**PROBLEM 1**
Summarize the testimony on the NAFO amendments in two sentences.
**PROBLEM 2**
Reproduce word for word the passage of the testimony on the NAFO amendments starting at "Bob Applebaum Former" and ending at "retired since 1996.".

**PASSAGE TO READ**
+ + + +

In reality, we think that the negotiators have failed to achieve any fundamental reforms in these proposed new amendments. The proposals are in fact a charade, a game of smoke and mirrors. They fall far short of making NAFO more effective and will create substantial new problems. In particular, as alluded to earlier, they will undermine Canada's ability to maintain sole control over fisheries management in the Canadian 200-mile zone. Overall, the package of amendments is fatally flawed, and we call on you to urge the government not to proceed with ratification and, instead, embark upon a new process.

10:15 a.m.

Conservative

The Chair Conservative Kevin Sorenson

Thank you, Mr. Parsons.

Mr. Applebaum.

October 6th, 2009 / 10:15 a.m.

Bob Applebaum Former Director General, Department of Fisheries and Oceans, As an Individual

Thank you, Mr. Chairman.

Mr. Chairman and honourable members, my name is Bob Applebaum, as you have heard. I'm a former director general for international relations in the Department of Fisheries and Oceans, retired since 1996.

During my public service career, I was a member of the Canadian delegation during the 1970s to the United Nations Conference on the Law of the Sea. This conference resulted, among other things, in the extension of Canadian fisheries jurisdiction to 200 miles.

I was also a Canadian delegation member in the immediately following international negotiations that produced the present Northwest Atlantic Fisheries Organization convention in 1978. The purpose of this convention was to provide for the international management of fisheries outside 200 miles. And I'd like to emphasize that last part—outside 200 miles. Nothing in the present convention—the convention that is right now in force—will allow even the possibility of any international management inside the Canadian 200-mile limit.

About two years ago, I and three of my former colleagues—Bill Rowat, a former deputy minister of fisheries and oceans; Scott Parsons, here today, a former assistant deputy minister; and Earl Wiseman,who succeeded me as director general for international relations—discovered that something puzzling to us was happening in the negotiations that were then in progress with the stated purpose of strengthening the NAFO convention. We had thought these negotiations were to develop an amendment to change one particular section of the convention, to limit the ability of NAFO members to opt out of NAFO conservation rules through a convention procedure that allowed for objections.

+ + + +

**DATASET EXTRACT**
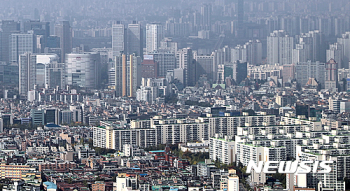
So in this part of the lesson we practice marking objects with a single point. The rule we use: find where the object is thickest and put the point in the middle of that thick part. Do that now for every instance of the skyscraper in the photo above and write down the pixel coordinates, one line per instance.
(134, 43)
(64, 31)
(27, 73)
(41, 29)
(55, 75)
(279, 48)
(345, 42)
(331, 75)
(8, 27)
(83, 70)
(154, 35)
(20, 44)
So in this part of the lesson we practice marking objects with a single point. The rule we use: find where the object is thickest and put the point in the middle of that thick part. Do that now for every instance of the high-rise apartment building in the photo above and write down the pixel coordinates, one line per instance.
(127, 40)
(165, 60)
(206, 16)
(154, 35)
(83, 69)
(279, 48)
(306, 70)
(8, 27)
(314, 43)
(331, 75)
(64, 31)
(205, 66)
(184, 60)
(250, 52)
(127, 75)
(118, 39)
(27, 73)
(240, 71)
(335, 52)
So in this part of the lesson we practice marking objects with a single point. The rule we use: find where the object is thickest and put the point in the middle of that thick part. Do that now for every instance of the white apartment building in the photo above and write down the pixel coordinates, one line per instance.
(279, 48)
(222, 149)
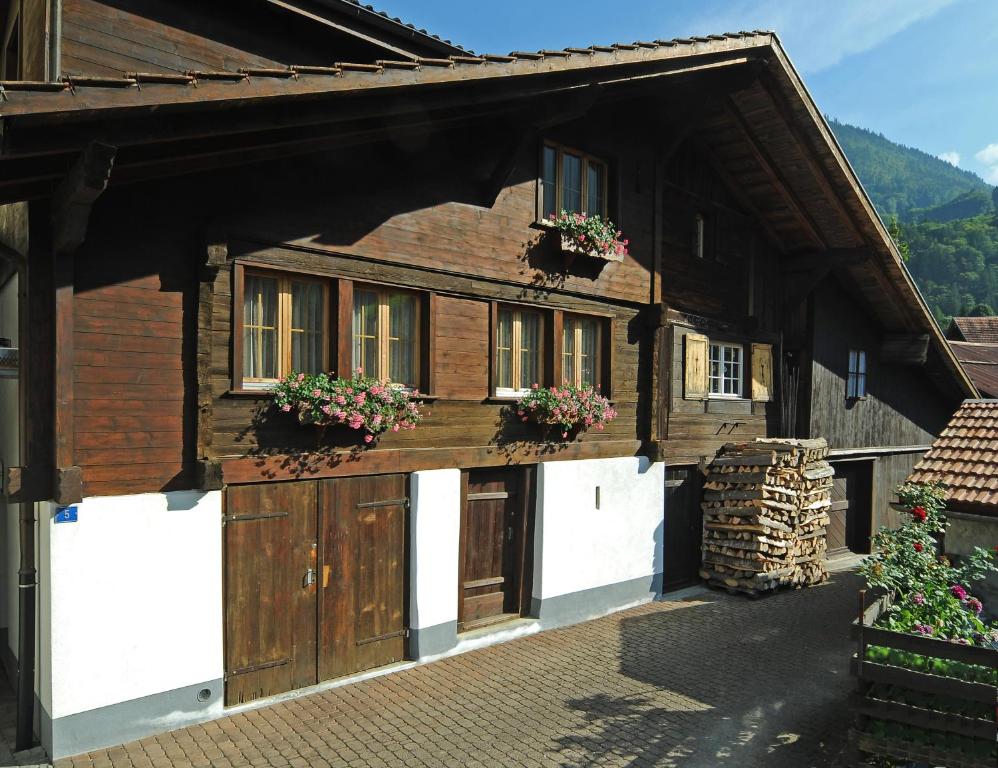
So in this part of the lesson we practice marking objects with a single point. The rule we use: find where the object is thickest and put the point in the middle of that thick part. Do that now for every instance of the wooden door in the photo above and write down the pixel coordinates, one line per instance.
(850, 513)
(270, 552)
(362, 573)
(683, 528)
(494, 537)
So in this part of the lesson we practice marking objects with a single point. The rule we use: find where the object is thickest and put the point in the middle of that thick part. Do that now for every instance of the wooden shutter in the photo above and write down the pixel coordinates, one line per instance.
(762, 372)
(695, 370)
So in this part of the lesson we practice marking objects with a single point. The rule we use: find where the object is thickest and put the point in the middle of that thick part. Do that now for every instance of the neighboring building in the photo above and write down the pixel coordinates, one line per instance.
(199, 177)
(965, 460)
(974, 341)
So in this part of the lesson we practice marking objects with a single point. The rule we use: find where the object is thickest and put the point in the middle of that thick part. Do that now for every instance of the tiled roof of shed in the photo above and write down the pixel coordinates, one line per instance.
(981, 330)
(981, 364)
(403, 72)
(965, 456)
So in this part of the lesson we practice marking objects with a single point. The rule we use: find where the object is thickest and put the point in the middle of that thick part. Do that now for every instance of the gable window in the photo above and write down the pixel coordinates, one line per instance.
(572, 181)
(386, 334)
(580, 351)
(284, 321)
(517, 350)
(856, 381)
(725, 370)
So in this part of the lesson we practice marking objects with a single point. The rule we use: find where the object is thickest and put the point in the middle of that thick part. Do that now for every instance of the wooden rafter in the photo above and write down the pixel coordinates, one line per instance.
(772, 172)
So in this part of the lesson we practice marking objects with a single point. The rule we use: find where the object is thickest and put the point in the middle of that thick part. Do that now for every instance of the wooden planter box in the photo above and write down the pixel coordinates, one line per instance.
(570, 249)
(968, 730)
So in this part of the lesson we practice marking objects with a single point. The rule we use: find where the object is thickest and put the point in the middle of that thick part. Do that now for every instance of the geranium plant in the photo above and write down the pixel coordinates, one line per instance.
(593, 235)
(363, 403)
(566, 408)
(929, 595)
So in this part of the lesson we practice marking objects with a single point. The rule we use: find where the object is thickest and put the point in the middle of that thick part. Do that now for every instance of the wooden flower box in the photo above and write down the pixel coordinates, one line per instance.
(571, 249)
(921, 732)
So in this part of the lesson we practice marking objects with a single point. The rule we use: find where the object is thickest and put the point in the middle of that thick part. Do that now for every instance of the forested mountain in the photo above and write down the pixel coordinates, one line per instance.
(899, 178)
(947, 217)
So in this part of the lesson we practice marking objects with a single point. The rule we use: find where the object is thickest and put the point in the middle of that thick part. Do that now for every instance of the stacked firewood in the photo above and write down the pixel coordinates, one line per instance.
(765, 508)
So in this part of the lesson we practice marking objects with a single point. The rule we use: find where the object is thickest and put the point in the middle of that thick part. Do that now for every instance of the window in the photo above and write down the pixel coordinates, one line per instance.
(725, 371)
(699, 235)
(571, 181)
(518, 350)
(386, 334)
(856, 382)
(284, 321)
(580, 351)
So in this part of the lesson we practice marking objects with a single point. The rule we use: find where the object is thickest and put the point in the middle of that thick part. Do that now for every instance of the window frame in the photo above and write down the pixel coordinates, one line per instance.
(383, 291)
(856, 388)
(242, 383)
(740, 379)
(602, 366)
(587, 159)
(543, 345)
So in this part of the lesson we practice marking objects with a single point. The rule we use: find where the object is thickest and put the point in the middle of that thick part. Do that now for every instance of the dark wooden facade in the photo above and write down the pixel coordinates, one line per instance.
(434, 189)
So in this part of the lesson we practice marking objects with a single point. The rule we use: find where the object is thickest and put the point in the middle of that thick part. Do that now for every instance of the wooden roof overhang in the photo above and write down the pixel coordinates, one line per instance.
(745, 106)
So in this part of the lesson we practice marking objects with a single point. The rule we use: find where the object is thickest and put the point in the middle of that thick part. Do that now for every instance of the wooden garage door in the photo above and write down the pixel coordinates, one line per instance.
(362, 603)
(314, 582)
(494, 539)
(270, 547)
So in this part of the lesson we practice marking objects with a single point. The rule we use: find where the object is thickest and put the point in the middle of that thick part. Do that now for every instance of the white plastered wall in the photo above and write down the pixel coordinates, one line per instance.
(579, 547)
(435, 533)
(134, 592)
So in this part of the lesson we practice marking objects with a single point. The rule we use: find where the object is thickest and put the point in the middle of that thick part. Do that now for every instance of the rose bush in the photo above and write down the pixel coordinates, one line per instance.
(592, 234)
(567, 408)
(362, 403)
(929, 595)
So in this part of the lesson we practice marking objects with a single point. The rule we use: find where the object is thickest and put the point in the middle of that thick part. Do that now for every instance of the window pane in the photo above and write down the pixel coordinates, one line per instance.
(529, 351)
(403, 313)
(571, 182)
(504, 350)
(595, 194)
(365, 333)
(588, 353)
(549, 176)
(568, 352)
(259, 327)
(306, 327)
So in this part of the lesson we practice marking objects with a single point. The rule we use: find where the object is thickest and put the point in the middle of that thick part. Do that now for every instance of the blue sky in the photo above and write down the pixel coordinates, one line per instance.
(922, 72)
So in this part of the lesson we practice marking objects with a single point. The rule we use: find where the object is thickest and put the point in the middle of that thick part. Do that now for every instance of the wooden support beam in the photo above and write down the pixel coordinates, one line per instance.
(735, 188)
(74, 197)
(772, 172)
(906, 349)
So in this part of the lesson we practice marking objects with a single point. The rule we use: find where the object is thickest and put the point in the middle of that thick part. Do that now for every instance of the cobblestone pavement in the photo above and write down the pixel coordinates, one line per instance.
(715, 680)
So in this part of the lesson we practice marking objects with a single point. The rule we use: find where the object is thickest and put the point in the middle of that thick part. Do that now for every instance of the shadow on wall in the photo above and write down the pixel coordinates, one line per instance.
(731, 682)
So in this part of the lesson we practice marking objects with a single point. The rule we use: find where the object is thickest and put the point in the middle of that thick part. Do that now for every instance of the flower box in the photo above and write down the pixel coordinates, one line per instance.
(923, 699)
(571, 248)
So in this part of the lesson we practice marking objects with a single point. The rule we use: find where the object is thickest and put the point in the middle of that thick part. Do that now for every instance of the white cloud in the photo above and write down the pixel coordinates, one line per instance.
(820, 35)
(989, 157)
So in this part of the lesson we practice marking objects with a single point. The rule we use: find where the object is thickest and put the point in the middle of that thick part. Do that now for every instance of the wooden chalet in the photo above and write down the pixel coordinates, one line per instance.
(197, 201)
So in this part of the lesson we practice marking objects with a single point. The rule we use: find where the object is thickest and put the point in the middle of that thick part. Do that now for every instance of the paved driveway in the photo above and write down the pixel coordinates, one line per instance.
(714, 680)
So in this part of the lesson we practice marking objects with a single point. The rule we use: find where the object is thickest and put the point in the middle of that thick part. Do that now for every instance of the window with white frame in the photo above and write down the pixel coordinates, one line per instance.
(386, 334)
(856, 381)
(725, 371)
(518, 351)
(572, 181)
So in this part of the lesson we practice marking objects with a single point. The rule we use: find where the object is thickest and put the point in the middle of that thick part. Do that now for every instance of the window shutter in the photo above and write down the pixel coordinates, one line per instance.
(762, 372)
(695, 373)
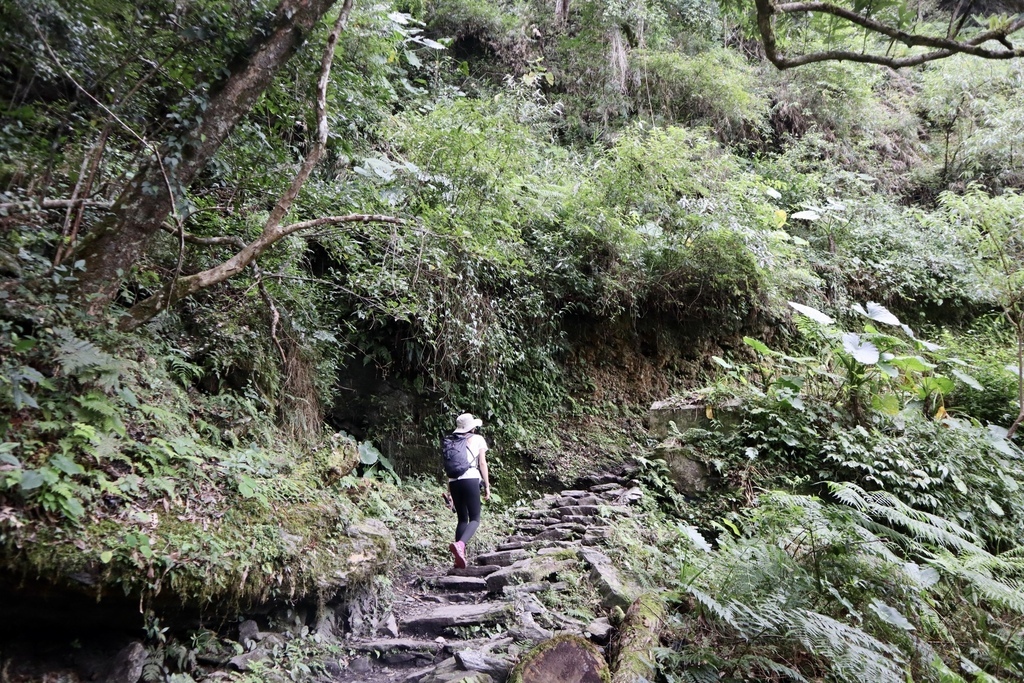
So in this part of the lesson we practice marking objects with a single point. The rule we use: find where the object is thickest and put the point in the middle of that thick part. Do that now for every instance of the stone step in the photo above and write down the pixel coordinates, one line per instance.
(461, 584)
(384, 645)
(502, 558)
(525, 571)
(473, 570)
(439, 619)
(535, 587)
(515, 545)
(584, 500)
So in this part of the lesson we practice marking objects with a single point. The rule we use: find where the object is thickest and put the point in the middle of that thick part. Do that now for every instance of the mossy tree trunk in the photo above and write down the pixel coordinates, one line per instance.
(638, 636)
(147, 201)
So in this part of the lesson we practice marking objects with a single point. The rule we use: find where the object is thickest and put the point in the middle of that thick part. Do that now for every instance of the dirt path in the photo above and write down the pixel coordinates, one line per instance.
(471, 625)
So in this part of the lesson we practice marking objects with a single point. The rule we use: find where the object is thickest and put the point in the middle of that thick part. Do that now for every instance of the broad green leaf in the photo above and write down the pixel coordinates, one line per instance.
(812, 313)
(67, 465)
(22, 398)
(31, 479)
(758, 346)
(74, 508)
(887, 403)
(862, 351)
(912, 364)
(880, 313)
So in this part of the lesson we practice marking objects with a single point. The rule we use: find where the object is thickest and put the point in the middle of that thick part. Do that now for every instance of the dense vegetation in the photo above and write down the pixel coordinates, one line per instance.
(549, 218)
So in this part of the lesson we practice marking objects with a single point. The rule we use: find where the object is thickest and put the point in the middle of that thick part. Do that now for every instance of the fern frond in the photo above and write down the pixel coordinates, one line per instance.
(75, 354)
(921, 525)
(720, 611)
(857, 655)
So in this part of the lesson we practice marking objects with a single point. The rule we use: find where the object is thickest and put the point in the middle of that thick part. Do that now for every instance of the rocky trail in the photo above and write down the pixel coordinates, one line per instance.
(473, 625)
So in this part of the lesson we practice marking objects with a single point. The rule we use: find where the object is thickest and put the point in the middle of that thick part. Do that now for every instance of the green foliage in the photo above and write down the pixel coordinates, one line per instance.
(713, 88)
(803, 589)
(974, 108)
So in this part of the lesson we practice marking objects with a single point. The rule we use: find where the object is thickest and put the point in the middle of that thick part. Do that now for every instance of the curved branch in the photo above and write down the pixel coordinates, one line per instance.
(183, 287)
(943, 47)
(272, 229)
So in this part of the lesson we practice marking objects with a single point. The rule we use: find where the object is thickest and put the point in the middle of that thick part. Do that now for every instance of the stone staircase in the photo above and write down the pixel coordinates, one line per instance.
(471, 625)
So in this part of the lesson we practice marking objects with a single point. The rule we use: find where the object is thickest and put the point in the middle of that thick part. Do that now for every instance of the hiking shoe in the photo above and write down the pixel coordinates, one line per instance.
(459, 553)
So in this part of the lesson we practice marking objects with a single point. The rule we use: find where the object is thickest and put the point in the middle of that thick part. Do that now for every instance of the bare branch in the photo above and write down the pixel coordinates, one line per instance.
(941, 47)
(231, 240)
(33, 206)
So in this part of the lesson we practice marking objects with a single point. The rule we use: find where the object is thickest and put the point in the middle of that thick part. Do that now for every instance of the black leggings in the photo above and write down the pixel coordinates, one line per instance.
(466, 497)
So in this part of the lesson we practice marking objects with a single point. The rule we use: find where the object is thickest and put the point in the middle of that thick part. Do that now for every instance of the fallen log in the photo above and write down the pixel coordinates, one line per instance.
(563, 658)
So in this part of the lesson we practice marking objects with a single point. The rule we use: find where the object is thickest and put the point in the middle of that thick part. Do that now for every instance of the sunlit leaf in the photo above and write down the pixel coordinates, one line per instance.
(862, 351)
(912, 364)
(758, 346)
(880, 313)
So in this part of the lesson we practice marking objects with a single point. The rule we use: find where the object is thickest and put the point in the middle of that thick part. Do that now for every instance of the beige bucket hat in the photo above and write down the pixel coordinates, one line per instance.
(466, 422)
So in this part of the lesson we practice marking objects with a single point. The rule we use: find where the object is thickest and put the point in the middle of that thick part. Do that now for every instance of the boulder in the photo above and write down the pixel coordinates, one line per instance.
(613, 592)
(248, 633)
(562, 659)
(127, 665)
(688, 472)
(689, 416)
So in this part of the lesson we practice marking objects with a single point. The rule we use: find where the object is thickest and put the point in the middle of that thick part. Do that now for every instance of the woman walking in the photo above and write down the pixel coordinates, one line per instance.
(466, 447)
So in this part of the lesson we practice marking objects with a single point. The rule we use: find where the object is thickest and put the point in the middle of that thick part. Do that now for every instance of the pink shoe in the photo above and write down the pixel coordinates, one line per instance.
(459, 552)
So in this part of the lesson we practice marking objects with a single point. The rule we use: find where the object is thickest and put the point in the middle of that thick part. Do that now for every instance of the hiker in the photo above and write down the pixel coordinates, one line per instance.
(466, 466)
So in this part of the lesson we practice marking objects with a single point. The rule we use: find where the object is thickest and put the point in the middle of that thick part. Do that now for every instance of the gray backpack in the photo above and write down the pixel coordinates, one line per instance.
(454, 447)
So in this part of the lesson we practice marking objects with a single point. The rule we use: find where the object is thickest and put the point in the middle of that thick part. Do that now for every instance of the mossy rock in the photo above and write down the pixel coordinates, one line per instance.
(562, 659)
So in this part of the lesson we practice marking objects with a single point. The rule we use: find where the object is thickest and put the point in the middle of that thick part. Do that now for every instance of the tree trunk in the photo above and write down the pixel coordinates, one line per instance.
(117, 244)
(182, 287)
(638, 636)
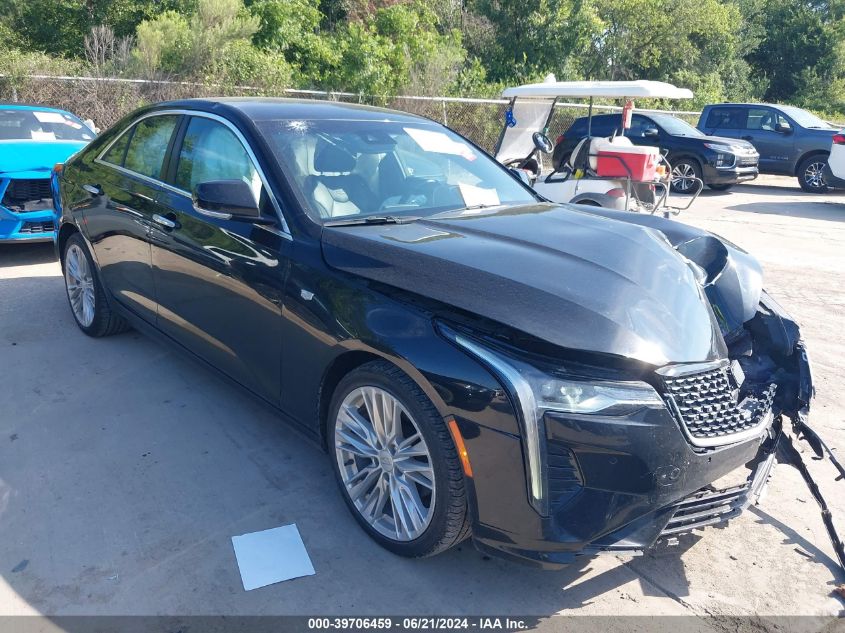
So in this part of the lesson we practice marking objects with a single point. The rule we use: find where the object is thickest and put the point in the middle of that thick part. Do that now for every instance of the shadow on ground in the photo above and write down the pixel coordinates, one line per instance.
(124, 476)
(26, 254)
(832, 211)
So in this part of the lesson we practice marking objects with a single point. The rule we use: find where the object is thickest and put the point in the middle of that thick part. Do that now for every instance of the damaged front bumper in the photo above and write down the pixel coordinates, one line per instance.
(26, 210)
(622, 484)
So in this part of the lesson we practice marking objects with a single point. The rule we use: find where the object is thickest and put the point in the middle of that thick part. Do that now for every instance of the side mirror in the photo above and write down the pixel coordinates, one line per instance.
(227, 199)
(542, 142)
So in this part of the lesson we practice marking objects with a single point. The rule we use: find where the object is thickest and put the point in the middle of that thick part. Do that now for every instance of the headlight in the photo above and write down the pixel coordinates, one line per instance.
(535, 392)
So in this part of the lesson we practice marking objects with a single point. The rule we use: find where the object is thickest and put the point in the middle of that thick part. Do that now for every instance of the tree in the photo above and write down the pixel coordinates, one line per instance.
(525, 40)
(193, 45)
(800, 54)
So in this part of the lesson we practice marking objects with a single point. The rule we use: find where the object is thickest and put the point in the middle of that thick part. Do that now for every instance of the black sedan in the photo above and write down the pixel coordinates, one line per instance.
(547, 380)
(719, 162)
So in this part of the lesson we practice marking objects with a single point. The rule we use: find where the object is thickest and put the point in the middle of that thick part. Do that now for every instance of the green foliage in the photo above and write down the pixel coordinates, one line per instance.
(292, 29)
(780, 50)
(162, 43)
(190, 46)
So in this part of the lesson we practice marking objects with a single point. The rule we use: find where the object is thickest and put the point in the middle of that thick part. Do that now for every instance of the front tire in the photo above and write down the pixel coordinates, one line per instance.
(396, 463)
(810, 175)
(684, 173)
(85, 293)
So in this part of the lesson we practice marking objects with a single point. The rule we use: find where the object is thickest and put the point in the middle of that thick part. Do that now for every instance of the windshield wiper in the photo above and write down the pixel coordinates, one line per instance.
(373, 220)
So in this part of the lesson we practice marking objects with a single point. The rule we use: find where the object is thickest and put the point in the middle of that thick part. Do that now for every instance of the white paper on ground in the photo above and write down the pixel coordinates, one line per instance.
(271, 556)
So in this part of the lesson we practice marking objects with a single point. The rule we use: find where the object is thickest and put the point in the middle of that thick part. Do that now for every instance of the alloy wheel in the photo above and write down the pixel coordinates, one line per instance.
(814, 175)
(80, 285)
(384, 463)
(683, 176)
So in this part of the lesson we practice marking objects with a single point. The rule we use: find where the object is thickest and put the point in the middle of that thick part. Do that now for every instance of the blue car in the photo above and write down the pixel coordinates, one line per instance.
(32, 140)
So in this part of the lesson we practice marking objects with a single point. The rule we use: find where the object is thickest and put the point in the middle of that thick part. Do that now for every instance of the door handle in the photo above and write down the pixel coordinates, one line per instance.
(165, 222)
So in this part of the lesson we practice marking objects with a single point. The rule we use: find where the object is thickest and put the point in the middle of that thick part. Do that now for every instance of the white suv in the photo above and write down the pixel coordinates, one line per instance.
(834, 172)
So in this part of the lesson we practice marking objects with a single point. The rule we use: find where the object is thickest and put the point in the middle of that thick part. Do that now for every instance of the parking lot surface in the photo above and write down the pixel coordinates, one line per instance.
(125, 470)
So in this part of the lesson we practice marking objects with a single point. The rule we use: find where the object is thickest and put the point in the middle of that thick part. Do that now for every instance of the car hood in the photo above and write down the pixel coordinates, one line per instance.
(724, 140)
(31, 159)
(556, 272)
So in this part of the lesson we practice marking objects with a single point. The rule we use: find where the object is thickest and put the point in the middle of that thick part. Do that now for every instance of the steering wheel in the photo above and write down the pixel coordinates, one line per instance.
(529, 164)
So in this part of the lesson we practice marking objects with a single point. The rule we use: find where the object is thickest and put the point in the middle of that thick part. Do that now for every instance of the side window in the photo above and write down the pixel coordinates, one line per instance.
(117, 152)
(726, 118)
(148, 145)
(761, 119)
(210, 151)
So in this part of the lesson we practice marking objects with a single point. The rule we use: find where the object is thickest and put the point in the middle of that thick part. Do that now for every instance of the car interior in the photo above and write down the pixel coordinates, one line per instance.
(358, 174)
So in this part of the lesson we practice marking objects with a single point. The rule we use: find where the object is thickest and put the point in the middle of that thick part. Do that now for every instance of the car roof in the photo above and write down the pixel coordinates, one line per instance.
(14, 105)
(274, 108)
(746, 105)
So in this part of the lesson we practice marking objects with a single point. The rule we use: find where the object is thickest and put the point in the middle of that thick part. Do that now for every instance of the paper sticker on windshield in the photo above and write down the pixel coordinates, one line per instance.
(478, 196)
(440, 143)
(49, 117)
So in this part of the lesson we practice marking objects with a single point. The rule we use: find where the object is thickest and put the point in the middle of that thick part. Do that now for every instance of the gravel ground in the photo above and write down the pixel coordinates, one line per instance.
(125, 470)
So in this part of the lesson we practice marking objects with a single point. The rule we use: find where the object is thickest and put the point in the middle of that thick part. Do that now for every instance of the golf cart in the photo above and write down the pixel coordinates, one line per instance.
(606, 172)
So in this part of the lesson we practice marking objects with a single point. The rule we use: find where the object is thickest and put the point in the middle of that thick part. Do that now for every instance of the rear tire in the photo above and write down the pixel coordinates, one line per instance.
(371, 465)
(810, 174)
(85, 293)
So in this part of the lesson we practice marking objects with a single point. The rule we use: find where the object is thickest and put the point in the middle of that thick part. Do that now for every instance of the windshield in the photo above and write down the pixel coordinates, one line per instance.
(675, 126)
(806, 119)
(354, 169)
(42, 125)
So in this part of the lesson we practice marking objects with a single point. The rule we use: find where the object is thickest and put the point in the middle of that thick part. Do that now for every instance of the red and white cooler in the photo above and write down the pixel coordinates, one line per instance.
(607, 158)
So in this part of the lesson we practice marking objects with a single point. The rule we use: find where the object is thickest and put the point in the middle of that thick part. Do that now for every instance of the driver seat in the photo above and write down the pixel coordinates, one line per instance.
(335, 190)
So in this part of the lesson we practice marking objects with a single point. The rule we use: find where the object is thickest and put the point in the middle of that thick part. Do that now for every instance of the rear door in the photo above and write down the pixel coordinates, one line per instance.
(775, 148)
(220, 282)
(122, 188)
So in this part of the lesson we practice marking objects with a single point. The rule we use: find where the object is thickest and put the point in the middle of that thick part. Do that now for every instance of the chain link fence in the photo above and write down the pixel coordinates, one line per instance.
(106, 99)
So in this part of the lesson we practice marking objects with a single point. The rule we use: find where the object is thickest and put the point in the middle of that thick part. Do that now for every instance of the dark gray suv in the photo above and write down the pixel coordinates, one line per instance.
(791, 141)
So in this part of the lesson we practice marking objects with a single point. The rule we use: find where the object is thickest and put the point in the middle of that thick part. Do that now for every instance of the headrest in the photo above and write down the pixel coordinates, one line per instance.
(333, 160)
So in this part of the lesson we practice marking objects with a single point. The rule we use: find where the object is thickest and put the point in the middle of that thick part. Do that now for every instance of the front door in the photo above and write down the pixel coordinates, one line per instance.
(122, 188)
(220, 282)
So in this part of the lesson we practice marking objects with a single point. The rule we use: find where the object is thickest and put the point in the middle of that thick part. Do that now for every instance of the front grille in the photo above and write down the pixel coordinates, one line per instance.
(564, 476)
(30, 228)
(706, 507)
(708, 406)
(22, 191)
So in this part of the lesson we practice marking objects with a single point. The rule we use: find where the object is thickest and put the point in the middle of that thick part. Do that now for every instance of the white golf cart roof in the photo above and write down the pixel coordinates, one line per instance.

+ + + +

**RESULT 1**
The first speaker argues that the proposed amendments to the NAFO convention achieve no fundamental reform, would undermine Canada's sole control over fisheries management in its 200-mile zone, and should not be ratified. Bob Applebaum, a retired director general of the Department of Fisheries and Oceans, then describes his role in the negotiations that produced the 1978 NAFO convention, which allows international management of fisheries only outside 200 miles.

**RESULT 2**
Bob Applebaum Former Director General, Department of Fisheries and Oceans, As an Individual

Thank you, Mr. Chairman.

Mr. Chairman and honourable members, my name is Bob Applebaum, as you have heard. I'm a former director general for international relations in the Department of Fisheries and Oceans, retired since 1996.